Exercise set:
a: Translate this sentence from the San Francisco hotel piece into Spanish: "It is also a very good Napa strategy."
b: Write out word for word the part of the San Francisco hotel piece that begins at the words "When it was" and stops after the words "not buying it.".

The hotel has direct access to Equinox Sports Club, and this is not a cute little hotel gym with two treadmills and a water station. Four Seasons’ own materials describe it as 127,000 square feet over three floors, with a pool, fitness classes, yoga, Pilates, boxing, steam rooms, dry saunas, spa treatment rooms, and serious training infrastructure.
The athlete angle clicked immediately. We spent most of the tour at the Equinox and spa. Definitely a highlight.
There is an indoor basketball court. A lap pool. Weight areas. Studios. Trainers. A place to grab smoothies and juices, a store. They even have a workspace where you can take a call between sessions if that is your life, very San Francisco.

This is a hotel for athletes. NBA, WNBA, people who travel with a crew, people who need to train properly on the road. It is also for the tech executives and business travelers who want to be around that energy because that energy is contagious.
I did not visit the spa at this hotel, because I did not come prepared to work out. This spa feels more like maintenance and repair. You work out, you recover, you get back to whatever you came to San Francisco to do.
This is where I would send someone who wants to land downtown, be deeply taken care of, train seriously, sleep well, take meetings, walk to the convention center, go to the Financial District, or stop over on the way to or from Asia and wake up human again.
It is also a very good Napa strategy.
If you are flying through San Francisco on the way to wine country, I would rather have you enjoy Napa fully, spend the last night here, sleep properly, and wake up fresh for your flight than rush back from the valley at an ungodly hour trying to make everything work.
That is the kind of logistics that changes a trip.
The gift I didn't see coming
After the tour, I went back upstairs to the suite. I found Israel hard at work and since we didn't have to be at the airport for a while, I requested a late checkout.
We settled in for a bit, got some work done, packed our bags, and finished what was left of our decadent welcome treats.

When it was time to check out, we went downstairs. The concierge team helped us make the most of that window. They gave us a map, talked us through what was nearby, and helped us figure out what made sense with the time we had.
We ended up going to the Apple Store because Israel needed a new phone, and then we walked to Chinatown.
Somewhere during that walk, I started talking about the Four Seasons cap. I was eyeing the one I saw at Four Seasons Kyoto and regretted not buying it.
I was wearing a cap that day, and I remember telling Israel that when we got back to the hotel, I was going to go to the gift shop and finally buy one.
Except when we got back, I asked about the gift shop and found out there wasn’t one. Not yet. It was something they were working on. And I was genuinely disappointed.
Before we left, Quentin had told us he was leaving a small gift for us with the bellman. When the car arrived and we got our bags, I saw the gift bag, but Israel told me to wait until we got to the airport so we could open it calmly.
So I did, begrudgingly.
The second we sat down at the airport, I looked at him and said, “I don’t know why, but I feel like there are hats in here." And then I opened the bag...
There were two Four Seasons caps inside!!!
I swear I could not make this up.
The color even matched my jacket.

Provided material:
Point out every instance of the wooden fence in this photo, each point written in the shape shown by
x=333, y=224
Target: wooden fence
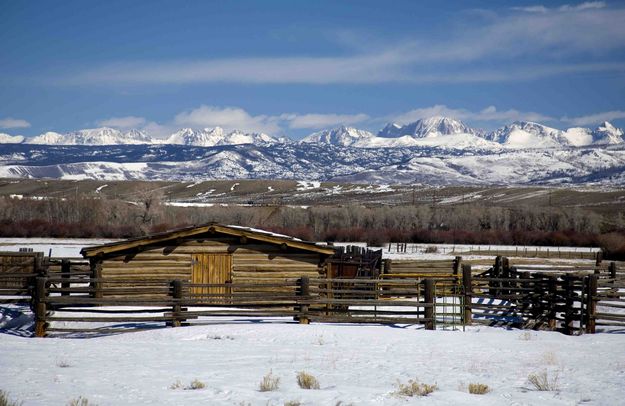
x=571, y=300
x=68, y=309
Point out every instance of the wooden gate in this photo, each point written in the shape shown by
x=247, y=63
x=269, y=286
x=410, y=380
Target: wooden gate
x=211, y=269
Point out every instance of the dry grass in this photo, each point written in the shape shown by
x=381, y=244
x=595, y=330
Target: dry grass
x=307, y=381
x=550, y=358
x=6, y=401
x=414, y=388
x=80, y=401
x=525, y=336
x=195, y=384
x=478, y=388
x=176, y=385
x=269, y=383
x=543, y=382
x=63, y=364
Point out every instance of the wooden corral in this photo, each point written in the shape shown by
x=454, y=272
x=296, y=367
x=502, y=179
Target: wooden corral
x=208, y=254
x=16, y=267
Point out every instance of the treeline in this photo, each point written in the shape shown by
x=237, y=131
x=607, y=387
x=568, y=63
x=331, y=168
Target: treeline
x=460, y=224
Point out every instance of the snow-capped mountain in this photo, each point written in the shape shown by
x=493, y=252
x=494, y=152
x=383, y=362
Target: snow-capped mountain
x=607, y=134
x=95, y=136
x=526, y=134
x=591, y=165
x=11, y=139
x=344, y=136
x=438, y=132
x=209, y=137
x=427, y=128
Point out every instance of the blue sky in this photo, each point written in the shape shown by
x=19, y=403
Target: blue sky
x=294, y=67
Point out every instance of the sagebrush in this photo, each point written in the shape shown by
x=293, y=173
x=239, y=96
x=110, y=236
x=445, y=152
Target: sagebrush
x=5, y=400
x=269, y=383
x=478, y=388
x=307, y=381
x=414, y=388
x=542, y=381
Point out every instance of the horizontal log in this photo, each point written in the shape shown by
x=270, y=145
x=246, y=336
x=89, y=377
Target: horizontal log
x=114, y=311
x=163, y=263
x=375, y=320
x=267, y=267
x=107, y=319
x=275, y=274
x=241, y=313
x=611, y=316
x=98, y=330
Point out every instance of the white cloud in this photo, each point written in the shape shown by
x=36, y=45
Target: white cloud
x=316, y=121
x=10, y=122
x=490, y=114
x=229, y=118
x=508, y=40
x=595, y=118
x=123, y=122
x=589, y=5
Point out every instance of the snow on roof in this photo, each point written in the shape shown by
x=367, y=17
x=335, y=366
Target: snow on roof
x=260, y=231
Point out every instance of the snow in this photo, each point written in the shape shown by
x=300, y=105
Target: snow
x=11, y=139
x=189, y=204
x=60, y=247
x=355, y=364
x=269, y=233
x=306, y=185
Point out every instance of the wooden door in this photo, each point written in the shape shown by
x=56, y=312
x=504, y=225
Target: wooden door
x=211, y=269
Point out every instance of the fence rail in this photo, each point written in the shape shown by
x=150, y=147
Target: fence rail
x=571, y=300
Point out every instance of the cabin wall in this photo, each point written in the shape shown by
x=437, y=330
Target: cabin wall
x=252, y=262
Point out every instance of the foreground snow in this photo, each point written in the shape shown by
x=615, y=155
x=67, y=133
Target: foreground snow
x=354, y=364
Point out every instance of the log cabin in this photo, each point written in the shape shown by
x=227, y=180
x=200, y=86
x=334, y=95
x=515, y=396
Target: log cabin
x=206, y=254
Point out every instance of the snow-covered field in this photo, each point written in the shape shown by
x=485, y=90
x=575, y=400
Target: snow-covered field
x=354, y=364
x=57, y=247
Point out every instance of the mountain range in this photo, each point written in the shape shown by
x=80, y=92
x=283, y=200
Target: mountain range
x=434, y=132
x=437, y=151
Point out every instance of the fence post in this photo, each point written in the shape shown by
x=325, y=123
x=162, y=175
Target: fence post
x=568, y=304
x=552, y=286
x=65, y=271
x=612, y=270
x=176, y=291
x=591, y=304
x=430, y=300
x=598, y=258
x=467, y=285
x=40, y=306
x=303, y=295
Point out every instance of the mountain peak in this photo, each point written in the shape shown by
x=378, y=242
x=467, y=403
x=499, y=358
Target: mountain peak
x=209, y=137
x=606, y=133
x=343, y=136
x=93, y=136
x=429, y=127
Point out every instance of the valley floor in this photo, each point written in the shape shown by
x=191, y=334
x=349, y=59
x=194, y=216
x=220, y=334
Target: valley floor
x=354, y=364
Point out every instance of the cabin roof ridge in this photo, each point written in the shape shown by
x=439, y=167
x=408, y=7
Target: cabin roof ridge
x=212, y=227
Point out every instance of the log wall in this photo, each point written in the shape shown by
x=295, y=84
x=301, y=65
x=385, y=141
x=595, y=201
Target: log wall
x=251, y=262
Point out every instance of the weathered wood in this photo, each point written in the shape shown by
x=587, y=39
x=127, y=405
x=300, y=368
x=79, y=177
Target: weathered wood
x=591, y=304
x=40, y=306
x=467, y=286
x=304, y=294
x=430, y=299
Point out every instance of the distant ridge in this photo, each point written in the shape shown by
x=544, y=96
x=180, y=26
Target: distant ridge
x=435, y=131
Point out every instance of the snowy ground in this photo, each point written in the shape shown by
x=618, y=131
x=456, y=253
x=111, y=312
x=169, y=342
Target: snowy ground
x=58, y=247
x=354, y=364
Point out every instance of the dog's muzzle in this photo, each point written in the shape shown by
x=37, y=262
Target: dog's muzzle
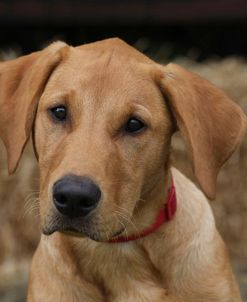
x=75, y=196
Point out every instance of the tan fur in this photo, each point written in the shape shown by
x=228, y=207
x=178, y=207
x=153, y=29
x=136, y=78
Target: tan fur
x=102, y=85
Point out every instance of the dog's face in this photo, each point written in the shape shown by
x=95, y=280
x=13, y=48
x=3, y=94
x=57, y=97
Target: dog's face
x=103, y=115
x=105, y=138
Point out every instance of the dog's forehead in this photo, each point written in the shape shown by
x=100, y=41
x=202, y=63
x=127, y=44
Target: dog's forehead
x=103, y=68
x=113, y=47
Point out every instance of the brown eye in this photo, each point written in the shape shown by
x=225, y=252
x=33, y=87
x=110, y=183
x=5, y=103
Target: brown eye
x=134, y=125
x=59, y=113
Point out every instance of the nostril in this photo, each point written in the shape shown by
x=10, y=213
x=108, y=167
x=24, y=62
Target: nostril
x=86, y=203
x=60, y=198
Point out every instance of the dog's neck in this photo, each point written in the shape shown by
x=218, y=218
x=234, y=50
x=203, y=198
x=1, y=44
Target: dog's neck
x=149, y=207
x=165, y=214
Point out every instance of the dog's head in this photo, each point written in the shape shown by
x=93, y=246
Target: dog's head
x=102, y=116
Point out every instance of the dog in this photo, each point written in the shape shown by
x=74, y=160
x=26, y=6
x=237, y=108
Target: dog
x=118, y=222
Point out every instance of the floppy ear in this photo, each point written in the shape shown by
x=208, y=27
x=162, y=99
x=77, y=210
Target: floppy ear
x=22, y=82
x=211, y=124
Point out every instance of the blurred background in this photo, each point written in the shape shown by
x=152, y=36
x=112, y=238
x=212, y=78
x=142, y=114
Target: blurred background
x=208, y=37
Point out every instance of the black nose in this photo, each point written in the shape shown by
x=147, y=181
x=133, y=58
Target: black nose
x=75, y=196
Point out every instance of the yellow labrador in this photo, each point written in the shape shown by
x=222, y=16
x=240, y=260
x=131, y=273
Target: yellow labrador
x=119, y=224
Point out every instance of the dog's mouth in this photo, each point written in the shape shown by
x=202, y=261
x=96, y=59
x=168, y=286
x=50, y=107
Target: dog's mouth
x=81, y=230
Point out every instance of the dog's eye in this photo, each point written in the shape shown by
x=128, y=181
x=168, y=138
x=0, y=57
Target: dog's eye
x=59, y=113
x=134, y=125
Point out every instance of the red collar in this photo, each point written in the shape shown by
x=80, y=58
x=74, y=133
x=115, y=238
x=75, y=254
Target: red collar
x=165, y=214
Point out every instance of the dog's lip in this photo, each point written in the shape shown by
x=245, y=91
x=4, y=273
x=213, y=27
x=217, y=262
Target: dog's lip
x=116, y=234
x=65, y=230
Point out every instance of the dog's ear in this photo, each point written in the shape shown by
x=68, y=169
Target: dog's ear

Answers:
a: También es una muy buena estrategia para Napa.

b:
When it was time to check out, we went downstairs. The concierge team helped us make the most of that window. They gave us a map, talked us through what was nearby, and helped us figure out what made sense with the time we had.
We ended up going to the Apple Store because Israel needed a new phone, and then we walked to Chinatown.
Somewhere during that walk, I started talking about the Four Seasons cap. I was eyeing the one I saw at Four Seasons Kyoto and regretted not buying it.